===== FRAGMENTO
Pero he de aclarar: no se debe confundir el Amar, la revelación misma de la nada, con el deseo del pensamiento y del lenguaje. El deseo del que hablé al inicio es una unión inmediata que podíamos sentir por cualquier cosa al pensar en esa cosa, solamente por ser bella, por poder distinguirla y pronunciarla. Cada cosa que existe, es una cosa y existe porque es bella y la deseamos, o sea, pensamos en ella, es “algo” para nuestra mente. Pero el amar, este salto abismal, esta fe irracional, creencia profética, implica no pensar. Esa cosa que amamos reveladamente, realmente, es la que no existe. No está ahí ni acá ni en ningún lado. No podemos verla ni tocarla, ni oírla, ni siquiera pensar en ella. Cuando amamos a alguien, ese amor implica dejar de pensar en esa persona pues ella ya no es una “cosa”. Ya no existe separada de mi cuerpo, si no que ahora es mi cuerpo también. Se une a mí y la amo tanto, que soy un solo ser. Todo se vuelve una sola verdad, y esa sola verdad existe cuando no pienso. Entonces eso es creer. Creo en algo que no existe, porque lo amo tanto que se une a mí, y deja de existir como algo perceptible, ya es igual a mí, y por lo tanto esta en mí, es indiferenciable. Aquí cabria incluir el amor que la gente profesa por Cristo. Creen tanto en él que lo aman. Y lo aman porque creen en él. Y es irracional, la gente no lo entiende, precisamente por eso, porque es irracional, es impensable. Ese amor implica inmediatamente el salto de fe, la creencia es salto de fe, por eso el morir o el dormir son tan definitivos, se dan, y cuando se dan, no hay vuelta atrás, la unión de todo consigo mismo es inevitable en esos momentos. El no-ser y el amor solo se dan en ese brinco inevitable.
Y entonces, ¿cómo se puede alcanzar ese estado? ¿Cómo puedo llegar a amar, preguntan muchos? Pues no se puede simplemente llegar, es el amor quien llega en el momento inesperado, en el aroma escondido de las cosas; en la aproximación de las cosas está escondido ese Dios misterioso, que “habla” y se “revela”. Y esta forma de pronunciar esta “cercanía” o aproximación del amor revelado aún nos hace posible imaginar en cierta forma a qué nos referimos, sobre todo cuando ya hemos sido poseídos por eso, pero sigue siendo imposible siquiera expresar a lo que nos referimos con el pensar que las cosas ya son nosotros, o que son indistinguibles de nosotros. Ese estado de nirvana envidiable alcanzado solamente por el resto de objetos, animales y poseídos. Vemos a las aves y los insectos, vemos a las piedras y los tallos de hojas, y ninguno piensa, vive en un equilibrio perfecto, que no invade al uno con la mente del otro, no hay una conciencia abismal entre ellos. Son uno, y no se cuestionan, no se separan en palabras. Se aman verdaderamente. Esto no significa que haya alguna romantización de este estado. Pues la naturaleza puede ser salvaje y violenta, y su ausencia de palabra, y de deseo, y de expresión y de pensamiento coherente puede antojársenos, por eso mismo, repulsiva, igual que la nada nos aterra.
==========
===== DATOS PROPORCIONADOS
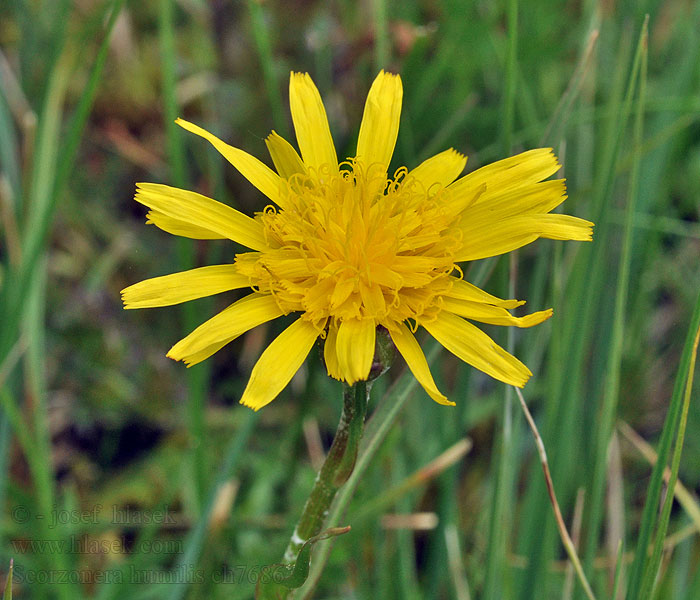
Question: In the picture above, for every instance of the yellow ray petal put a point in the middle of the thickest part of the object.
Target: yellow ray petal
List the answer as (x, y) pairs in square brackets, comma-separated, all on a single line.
[(330, 356), (509, 234), (181, 228), (199, 356), (464, 290), (494, 315), (231, 322), (255, 171), (380, 121), (355, 348), (287, 161), (311, 123), (278, 364), (504, 175), (409, 348), (203, 213), (181, 287), (535, 199), (473, 346), (439, 170)]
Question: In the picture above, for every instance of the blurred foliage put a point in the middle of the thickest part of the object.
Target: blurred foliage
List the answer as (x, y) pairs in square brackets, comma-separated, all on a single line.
[(119, 424)]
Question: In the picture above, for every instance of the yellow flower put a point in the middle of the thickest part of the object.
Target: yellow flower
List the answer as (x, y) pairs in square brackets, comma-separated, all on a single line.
==========
◆ TAREAS
1. ¿Puedes convertir en una lista JSON de cadenas las líneas de las entradas que van desde la que contiene "the yellow flower" hasta el final de las entradas, con una cadena por línea y sin las líneas en blanco?
2. ¿Podrías seguir escribiendo el fragmento sobre el amor y el no pensar a partir de su última oración?
El fragmento y las entradas no tienen relación entre sí.

◆ RESULTADOS ESPERADOS
1.
[
  "Question: In the picture above, for every instance of the yellow flower put a point in the middle of the thickest part of the object.",
  "Target: yellow flower",
  "List the answer as (x, y) pairs in square brackets, comma-separated, all on a single line."
]

2.
Por eso este desear del lenguaje no es malo, no se trata de una moralización del no-ser con respecto al ser, o viceversa. Como ya se dijo, el deseo y la palabra y la existencia son ya bellas, es su única expresión de ser, la de ser bellas y atractivas para el pensamiento y la palabra, y por eso, de alguna manera, es una manifestación de ese amor inalcanzable del no ser. El ser se somete al no-ser o se complemente con este. El deseo es un embajador del amor silencioso en nuestro cuerpo que nos permite experimentar las cosas, en un intento de acercamiento que siempre se aferra a la palabra. Y es necesario que exista. Tenemos que pensar para que cuando arribe el amor verdadero, no lo entendamos, no sepamos qué es y que por eso nos sobrecoja, nos violente con ese vacío unificador.
Preguntamos a veces: ¿Por qué no está unido todo ya? ¿Por qué no es todo amor y paz ya? O como preguntaba Leibniz: ¿Por qué el ser y no la nada? ¿Por qué debemos pasar por este péndulo entre pensar/desear y creer/amar? Al final, es simplemente un estado de servidumbre, en el que, con nuestras palabras y nuestra afirmación constante de lo bello en la existencia, ayudamos a que el amor aumente su fuerza, a que aumente su deseo de cerrar, y de colapsar la vida, de dormirnos o matarnos. Todo amo necesita a un siervo para ser amo, y el amor no puede comprenderse sin su estado inferior, el deseo de la vida.
Y si suena un poco indignante para nosotros el vivir de una manera tan servil o amar de una manera tan imposible de atisbar, no importa, de todas maneras, ya es así, nuestra propia ira o confusión es parte de lo que es, y de lo que es bello en cualquier forma. Lo que importa es que esta belleza que ya somos, o sea el pensamiento hablado, me ha permitido (o me ha develado) que el amor verdadero es posible y que no tengo que buscarlo, este me asalta en cualquier instante.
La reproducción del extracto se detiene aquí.